- TEXT SHOWN -
--------------------------------

Yes, to run LLaMa locally on my Macbook. 😄

Supporting Edge AI (AI which you can run where your data is, not in the cloud) nicely fits my personal mission of “Strengthening individual power and independence”, so I help where I can. 🚀

Reply to this note

Please Login to reply.

Discussion

Is it supposed to be so slow? I am getting like 1 token a second on my m1 on 8 threads. Seems to work a bit faster in my ryzen on 16 threads, maybe not as optimized on apple silicon yet? His demo seemed much faster than mine though :/

Most likely you are doing something wrong… it should be reasonably fast.

How did you build it and how do you invoke it?

Use 4 threads, it’s much faster. How much RAM do you have?

You use a MacBook? I bet you haven’t abandoned nixOS of course, right?

--------------------------------

- COLLECTED MATERIAL -
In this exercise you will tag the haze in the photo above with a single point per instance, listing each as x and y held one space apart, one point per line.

--------------------------------

- TASK LIST -
- a) In the LLaMa thread, what personal mission does the poster say supporting Edge AI fits?
- b) Write out the part of the LLaMa thread starting at "Reply to this" and ending at "be reasonably fast.".

- ANSWERS FOR THE EXERCISE -
- a) “Strengthening individual power and independence”

- b)
Reply to this note

Please Login to reply.

Discussion

Is it supposed to be so slow? I am getting like 1 token a second on my m1 on 8 threads. Seems to work a bit faster in my ryzen on 16 threads, maybe not as optimized on apple silicon yet? His demo seemed much faster than mine though :/

Most likely you are doing something wrong… it should be reasonably fast.